Exercise brief —
Put every line of the entries below into a Markdown table with the columns Row and Line. Number each line and skip blank lines.
--- --- ---
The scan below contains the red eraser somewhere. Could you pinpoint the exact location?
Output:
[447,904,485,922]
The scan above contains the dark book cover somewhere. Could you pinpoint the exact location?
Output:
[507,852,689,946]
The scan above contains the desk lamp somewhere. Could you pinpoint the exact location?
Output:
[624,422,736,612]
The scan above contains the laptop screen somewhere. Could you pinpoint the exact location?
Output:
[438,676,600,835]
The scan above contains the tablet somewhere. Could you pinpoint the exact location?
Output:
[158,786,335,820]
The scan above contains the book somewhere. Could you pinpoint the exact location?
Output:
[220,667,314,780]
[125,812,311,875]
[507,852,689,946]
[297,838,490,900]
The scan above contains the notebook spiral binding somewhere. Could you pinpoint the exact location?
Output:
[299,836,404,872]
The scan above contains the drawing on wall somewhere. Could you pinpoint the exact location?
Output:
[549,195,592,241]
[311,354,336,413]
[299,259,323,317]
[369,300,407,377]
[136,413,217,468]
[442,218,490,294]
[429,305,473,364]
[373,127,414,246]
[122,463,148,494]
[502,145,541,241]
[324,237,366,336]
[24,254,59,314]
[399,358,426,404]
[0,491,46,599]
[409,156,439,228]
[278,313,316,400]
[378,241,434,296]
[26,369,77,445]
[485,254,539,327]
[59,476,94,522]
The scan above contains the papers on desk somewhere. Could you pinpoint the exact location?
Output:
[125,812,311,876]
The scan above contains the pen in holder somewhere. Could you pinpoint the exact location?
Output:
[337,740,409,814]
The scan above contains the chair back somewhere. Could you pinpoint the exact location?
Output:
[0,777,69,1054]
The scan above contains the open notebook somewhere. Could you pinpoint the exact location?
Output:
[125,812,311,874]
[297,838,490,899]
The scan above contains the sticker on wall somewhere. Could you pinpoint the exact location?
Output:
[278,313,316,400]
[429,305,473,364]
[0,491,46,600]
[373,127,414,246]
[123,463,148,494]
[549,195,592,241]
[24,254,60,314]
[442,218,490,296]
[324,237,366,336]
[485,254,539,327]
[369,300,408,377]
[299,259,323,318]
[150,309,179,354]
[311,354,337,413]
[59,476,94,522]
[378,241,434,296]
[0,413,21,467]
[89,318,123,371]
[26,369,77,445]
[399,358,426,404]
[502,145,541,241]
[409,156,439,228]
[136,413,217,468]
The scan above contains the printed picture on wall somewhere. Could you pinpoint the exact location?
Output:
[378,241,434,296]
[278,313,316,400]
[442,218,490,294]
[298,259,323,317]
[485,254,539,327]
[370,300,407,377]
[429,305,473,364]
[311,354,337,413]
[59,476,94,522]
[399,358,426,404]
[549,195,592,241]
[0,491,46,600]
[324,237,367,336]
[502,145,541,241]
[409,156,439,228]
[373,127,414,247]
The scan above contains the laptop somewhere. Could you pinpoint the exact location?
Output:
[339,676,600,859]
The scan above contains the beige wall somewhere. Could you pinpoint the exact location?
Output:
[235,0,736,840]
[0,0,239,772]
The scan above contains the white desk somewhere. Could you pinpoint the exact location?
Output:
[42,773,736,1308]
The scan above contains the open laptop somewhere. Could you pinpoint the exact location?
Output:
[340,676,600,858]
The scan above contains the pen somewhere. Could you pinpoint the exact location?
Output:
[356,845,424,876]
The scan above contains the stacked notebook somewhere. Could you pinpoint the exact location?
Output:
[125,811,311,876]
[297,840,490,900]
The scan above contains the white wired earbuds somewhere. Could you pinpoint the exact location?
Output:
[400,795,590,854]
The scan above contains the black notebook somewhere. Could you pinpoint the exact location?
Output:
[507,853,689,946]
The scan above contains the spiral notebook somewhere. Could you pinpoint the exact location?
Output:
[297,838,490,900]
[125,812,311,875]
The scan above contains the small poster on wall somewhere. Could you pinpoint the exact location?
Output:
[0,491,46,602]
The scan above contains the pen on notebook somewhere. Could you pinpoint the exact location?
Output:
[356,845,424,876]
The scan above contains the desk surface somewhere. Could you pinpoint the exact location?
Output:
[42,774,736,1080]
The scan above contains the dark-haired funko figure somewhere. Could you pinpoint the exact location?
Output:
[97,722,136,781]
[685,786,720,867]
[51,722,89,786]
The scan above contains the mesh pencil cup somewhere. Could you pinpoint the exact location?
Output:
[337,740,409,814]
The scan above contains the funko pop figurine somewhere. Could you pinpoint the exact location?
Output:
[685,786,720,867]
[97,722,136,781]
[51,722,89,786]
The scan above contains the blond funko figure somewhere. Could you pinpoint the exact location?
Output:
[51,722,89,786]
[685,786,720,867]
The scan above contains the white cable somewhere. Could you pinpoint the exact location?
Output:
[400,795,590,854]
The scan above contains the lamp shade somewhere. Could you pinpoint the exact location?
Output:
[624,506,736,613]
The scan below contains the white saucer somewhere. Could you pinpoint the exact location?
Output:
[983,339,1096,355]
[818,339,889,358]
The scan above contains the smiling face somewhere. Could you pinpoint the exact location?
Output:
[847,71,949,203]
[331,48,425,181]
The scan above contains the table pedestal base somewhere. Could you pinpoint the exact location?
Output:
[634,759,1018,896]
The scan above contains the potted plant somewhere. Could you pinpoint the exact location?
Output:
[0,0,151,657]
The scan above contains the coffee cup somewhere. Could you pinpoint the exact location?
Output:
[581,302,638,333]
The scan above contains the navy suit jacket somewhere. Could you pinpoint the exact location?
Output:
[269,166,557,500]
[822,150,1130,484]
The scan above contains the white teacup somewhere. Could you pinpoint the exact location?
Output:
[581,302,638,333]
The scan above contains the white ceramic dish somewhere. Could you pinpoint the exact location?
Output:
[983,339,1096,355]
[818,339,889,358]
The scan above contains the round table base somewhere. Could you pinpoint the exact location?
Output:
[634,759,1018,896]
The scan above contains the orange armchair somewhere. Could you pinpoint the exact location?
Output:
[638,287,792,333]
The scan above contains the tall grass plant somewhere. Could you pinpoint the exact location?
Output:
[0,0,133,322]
--- --- ---
Answer to this task —
| Row | Line |
|---|---|
| 1 | The scan below contains the red eraser somewhere. Could you pinpoint the exact location? |
| 2 | Output: |
| 3 | [447,904,485,922] |
| 4 | The scan above contains the dark book cover somewhere. Could you pinpoint the exact location? |
| 5 | Output: |
| 6 | [507,852,689,946] |
| 7 | The scan above contains the desk lamp somewhere. Could you pinpoint the exact location? |
| 8 | Output: |
| 9 | [624,422,736,612] |
| 10 | The scan above contains the laptop screen somewhere. Could you pinpoint the exact location? |
| 11 | Output: |
| 12 | [438,676,600,835] |
| 13 | The scan above contains the tablet somewhere. Could you pinpoint the exact location? |
| 14 | Output: |
| 15 | [158,786,335,820] |
| 16 | The scan above contains the book somewhere. Could you pinpoint the exact location? |
| 17 | Output: |
| 18 | [220,667,314,780] |
| 19 | [125,812,311,875] |
| 20 | [507,852,689,946] |
| 21 | [297,838,490,900] |
| 22 | The scan above contains the notebook spiral binding somewhere. Could you pinpoint the exact location? |
| 23 | Output: |
| 24 | [299,836,404,872] |
| 25 | The scan above contains the drawing on wall somewhere. Could you pinpoint the exact location? |
| 26 | Output: |
| 27 | [549,195,592,241] |
| 28 | [311,354,336,413] |
| 29 | [299,259,323,317] |
| 30 | [369,300,407,377] |
| 31 | [136,413,217,468] |
| 32 | [442,218,490,294] |
| 33 | [429,305,473,364] |
| 34 | [373,127,414,246] |
| 35 | [122,463,148,494] |
| 36 | [502,145,541,241] |
| 37 | [324,237,366,336] |
| 38 | [24,254,59,314] |
| 39 | [399,358,426,404] |
| 40 | [0,491,46,599] |
| 41 | [409,156,439,228] |
| 42 | [278,313,316,400] |
| 43 | [378,241,434,296] |
| 44 | [26,369,77,445] |
| 45 | [485,254,539,327] |
| 46 | [59,476,94,522] |
| 47 | The scan above contains the papers on desk somewhere. Could you pinpoint the exact location? |
| 48 | Output: |
| 49 | [125,812,311,876] |
| 50 | The scan above contains the pen in holder somewhere. Could you pinpoint the exact location? |
| 51 | Output: |
| 52 | [337,740,409,814] |
| 53 | The scan above contains the chair back somewhere. Could you pinpoint the exact location? |
| 54 | Output: |
| 55 | [0,777,69,1054] |
| 56 | The scan above contains the open notebook somewhere. Could you pinpoint the exact location? |
| 57 | Output: |
| 58 | [125,812,311,874] |
| 59 | [297,838,490,899] |
| 60 | The scan above contains the sticker on wall somewhere. Could you pinpoint the exact location? |
| 61 | Output: |
| 62 | [278,313,316,400] |
| 63 | [429,305,473,364] |
| 64 | [0,491,46,600] |
| 65 | [373,127,414,246] |
| 66 | [123,463,148,494] |
| 67 | [549,195,592,241] |
| 68 | [24,254,60,314] |
| 69 | [442,218,490,296] |
| 70 | [324,237,366,336] |
| 71 | [485,254,539,327] |
| 72 | [369,300,408,377] |
| 73 | [299,259,323,318] |
| 74 | [150,309,179,354] |
| 75 | [311,354,337,413] |
| 76 | [59,476,94,522] |
| 77 | [378,241,434,296] |
| 78 | [0,413,21,467] |
| 79 | [89,318,123,371] |
| 80 | [26,369,77,445] |
| 81 | [399,358,426,404] |
| 82 | [502,145,541,241] |
| 83 | [409,156,439,228] |
| 84 | [136,413,217,468] |
| 85 | The scan above contains the printed picture on wall somewhere. Could you pinpoint the exact location? |
| 86 | Output: |
| 87 | [378,241,434,296] |
| 88 | [278,313,316,400] |
| 89 | [442,218,490,294] |
| 90 | [298,259,323,317] |
| 91 | [485,254,539,327] |
| 92 | [370,300,407,377] |
| 93 | [429,305,473,364] |
| 94 | [311,354,337,413] |
| 95 | [59,476,94,522] |
| 96 | [399,358,426,404] |
| 97 | [549,195,592,241] |
| 98 | [0,491,46,600] |
| 99 | [324,237,367,336] |
| 100 | [502,145,541,241] |
| 101 | [409,156,439,228] |
| 102 | [373,127,414,247] |
| 103 | The scan above contains the laptop somewhere. Could you pinpoint the exact location? |
| 104 | Output: |
| 105 | [339,676,600,859] |
| 106 | The scan above contains the beige wall somewhere. Could you pinpoint the exact location? |
| 107 | Output: |
| 108 | [235,0,736,840] |
| 109 | [0,0,239,772] |
| 110 | The scan above contains the white desk somewhere. Could you pinpoint the exact location? |
| 111 | Output: |
| 112 | [42,773,736,1308] |
| 113 | The scan above contains the open laptop somewhere. Could you pinpoint the exact location? |
| 114 | Output: |
| 115 | [340,676,600,858] |
| 116 | The scan above contains the pen somewhere. Could you pinpoint the exact location? |
| 117 | Output: |
| 118 | [356,845,424,876] |
| 119 | The scan above contains the stacked notebook somewhere. Could you pinpoint the exact location? |
| 120 | Output: |
| 121 | [125,811,311,876] |
| 122 | [297,840,490,900] |
| 123 | The scan above contains the white wired earbuds somewhere. Could you pinpoint the exact location? |
| 124 | Output: |
| 125 | [400,795,590,854] |
| 126 | The scan above contains the black notebook somewhere. Could you pinpoint the exact location? |
| 127 | Output: |
| 128 | [507,853,689,946] |
| 129 | The scan above contains the spiral notebook somewhere. Could you pinpoint the exact location? |
| 130 | Output: |
| 131 | [297,838,490,900] |
| 132 | [125,812,311,875] |
| 133 | The scan above contains the small poster on wall somewhere. Could you pinpoint the exact location? |
| 134 | Output: |
| 135 | [0,491,46,602] |
| 136 | The scan above contains the pen on notebook somewhere. Could you pinpoint the exact location? |
| 137 | Output: |
| 138 | [356,845,424,876] |
| 139 | The scan above contains the desk surface somewhere. Could you pinpoint the exact location? |
| 140 | Output: |
| 141 | [42,774,736,1080] |
| 142 | The scan above contains the dark-haired funko figure somewhere. Could you pinpoint the exact location? |
| 143 | Output: |
| 144 | [97,722,136,781] |
| 145 | [685,786,720,867] |
| 146 | [51,722,89,786] |
| 147 | The scan above contains the mesh pencil cup somewhere. Could you pinpoint the exact location? |
| 148 | Output: |
| 149 | [337,740,409,814] |
| 150 | The scan above contains the funko pop figurine somewhere. Could you pinpoint the exact location? |
| 151 | Output: |
| 152 | [685,786,720,867] |
| 153 | [97,722,136,781] |
| 154 | [51,722,89,786] |
| 155 | The scan above contains the blond funko figure somewhere. Could you pinpoint the exact location? |
| 156 | Output: |
| 157 | [51,722,89,786] |
| 158 | [685,786,720,867] |
| 159 | The scan above contains the white cable somewhere. Could you pinpoint the exact location? |
| 160 | Output: |
| 161 | [400,795,590,854] |
| 162 | The scan above contains the lamp shade somewhere. Could you pinpoint the exact location? |
| 163 | Output: |
| 164 | [624,506,736,613] |
| 165 | The scan below contains the white saucer somewhere. Could you pinpoint the exact location? |
| 166 | Output: |
| 167 | [983,339,1096,355] |
| 168 | [818,339,889,358] |
| 169 | The scan above contains the smiling face somewhere. Could you pinpoint the exact location? |
| 170 | Output: |
| 171 | [847,71,949,203] |
| 172 | [331,48,425,181] |
| 173 | The scan above contains the table pedestal base somewhere. Could you pinpoint the exact location? |
| 174 | Output: |
| 175 | [634,759,1018,896] |
| 176 | The scan above contains the potted plant somewhere. Could you pinpoint the exact location? |
| 177 | Output: |
| 178 | [0,0,151,657] |
| 179 | The scan above contains the coffee cup somewhere. Could you pinpoint the exact location? |
| 180 | Output: |
| 181 | [581,302,638,333] |
| 182 | The scan above contains the navy suit jacket somewhere. Could you pinpoint the exact location? |
| 183 | Output: |
| 184 | [269,166,557,500] |
| 185 | [822,150,1130,484] |
| 186 | The scan above contains the white teacup somewhere. Could you pinpoint the exact location? |
| 187 | Output: |
| 188 | [581,302,638,333] |
| 189 | The scan above contains the white ceramic dish somewhere. Could you pinpoint the exact location? |
| 190 | Output: |
| 191 | [983,339,1096,355] |
| 192 | [818,339,889,358] |
| 193 | The scan above contains the round table base somewhere. Could you pinpoint the exact location? |
| 194 | Output: |
| 195 | [634,759,1018,896] |
| 196 | The scan above contains the orange armchair somewhere. Could you pinpoint the exact location? |
| 197 | Output: |
| 198 | [638,287,792,333] |
| 199 | The scan above contains the tall grass plant somewhere. Could you pinpoint the exact location? |
| 200 | Output: |
| 201 | [0,0,133,322] |